> Short problem
Convert each line of the data below into a JSON list of strings, with one string per line and blank lines omitted.

> Data to use
## Start
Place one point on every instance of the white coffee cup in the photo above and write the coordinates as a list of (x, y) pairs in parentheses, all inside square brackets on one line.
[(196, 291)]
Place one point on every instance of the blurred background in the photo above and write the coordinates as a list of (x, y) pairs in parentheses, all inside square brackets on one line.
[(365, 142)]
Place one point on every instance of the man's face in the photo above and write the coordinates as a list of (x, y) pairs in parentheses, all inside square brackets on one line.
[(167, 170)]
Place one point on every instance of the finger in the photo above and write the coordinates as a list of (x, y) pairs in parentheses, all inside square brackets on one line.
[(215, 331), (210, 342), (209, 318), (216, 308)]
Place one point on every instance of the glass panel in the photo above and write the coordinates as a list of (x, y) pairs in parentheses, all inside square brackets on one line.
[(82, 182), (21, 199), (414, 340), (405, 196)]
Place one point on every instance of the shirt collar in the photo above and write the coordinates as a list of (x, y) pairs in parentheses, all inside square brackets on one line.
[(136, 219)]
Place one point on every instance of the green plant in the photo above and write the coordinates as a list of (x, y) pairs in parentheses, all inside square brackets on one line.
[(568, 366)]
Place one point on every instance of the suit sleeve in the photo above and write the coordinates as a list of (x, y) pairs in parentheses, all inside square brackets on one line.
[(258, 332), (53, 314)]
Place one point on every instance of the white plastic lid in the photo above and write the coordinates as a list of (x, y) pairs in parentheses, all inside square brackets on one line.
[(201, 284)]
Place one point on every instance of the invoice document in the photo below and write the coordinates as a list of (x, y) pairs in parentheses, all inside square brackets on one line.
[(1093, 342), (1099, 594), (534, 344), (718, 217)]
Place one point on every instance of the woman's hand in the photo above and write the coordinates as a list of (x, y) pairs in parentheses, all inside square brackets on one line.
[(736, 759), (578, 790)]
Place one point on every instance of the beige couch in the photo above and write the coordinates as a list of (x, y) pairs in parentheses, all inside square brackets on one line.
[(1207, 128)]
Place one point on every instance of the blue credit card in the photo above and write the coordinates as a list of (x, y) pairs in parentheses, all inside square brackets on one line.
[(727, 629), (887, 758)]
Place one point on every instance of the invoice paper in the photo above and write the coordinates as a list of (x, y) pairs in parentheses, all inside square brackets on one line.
## End
> Completed exercise
[
  "Place one point on every instance of the white coffee cup in the photo above and write the coordinates as a list of (x, y) pairs in parentheses, all inside square brackets on one line.",
  "[(196, 291)]",
  "Place one point on every instance of the blurred background in the photo above and write the coordinates as a list of (x, y) pairs in parentheses, all inside square brackets on one line.",
  "[(365, 142)]",
  "Place one point on every instance of the man's face in the photo above and write the coordinates as a list of (x, y) pairs in parentheses, all inside square brackets on one line.",
  "[(167, 170)]",
  "Place one point on every instance of the finger in the photo above and write the coordinates as a list of (x, y) pairs in parentheses, all inside square brackets on one line.",
  "[(215, 331), (210, 342), (209, 318), (216, 308)]",
  "Place one point on every instance of the glass panel in the photo above and write the coordinates as a list of (x, y) pairs in parentheses, all inside square brackets on one line.",
  "[(82, 182), (21, 199), (414, 340), (405, 196)]",
  "Place one point on every instance of the shirt collar in the photo above and write the coordinates as a list of (x, y) pairs in parentheses, all inside square brackets on one line.",
  "[(136, 219)]",
  "Place one point on every instance of the green plant in the photo above and write the coordinates as a list of (x, y) pairs in parentheses, all inside square brackets on one line.",
  "[(568, 366)]",
  "Place one point on every instance of the suit sleeve in the photo above and write the coordinates as a list of (x, y) pairs in parentheses, all inside square brackets on one line.",
  "[(258, 332), (53, 314)]",
  "Place one point on every instance of the white plastic lid in the photo above and write the coordinates as a list of (x, y) pairs in parentheses, all inside square brackets on one line.",
  "[(201, 284)]",
  "Place one point on every instance of the invoice document in the photo below and write the coordinates as a list of (x, y) pairs in parentheses, all inside square brackets on one line.",
  "[(1093, 342), (1099, 594), (534, 344), (718, 217)]",
  "Place one point on every instance of the woman's hand in the photo above and write the coordinates as a list of (x, y) pairs in parentheses, all inside square brackets on one line.",
  "[(736, 759), (578, 790)]",
  "Place one point on every instance of the beige couch in the photo above and write the coordinates as a list of (x, y) pairs in parentheses, all inside square brackets on one line.",
  "[(1207, 128)]",
  "Place one point on every instance of the blue credit card in the photo above and write the coordinates as a list of (x, y) pairs in parentheses, all inside square brackets on one line.",
  "[(727, 629), (887, 758)]",
  "Place one point on every instance of the invoice paper in the photo above and write the coordinates as a list of (x, y) pairs in parentheses, all inside square brackets on one line."
]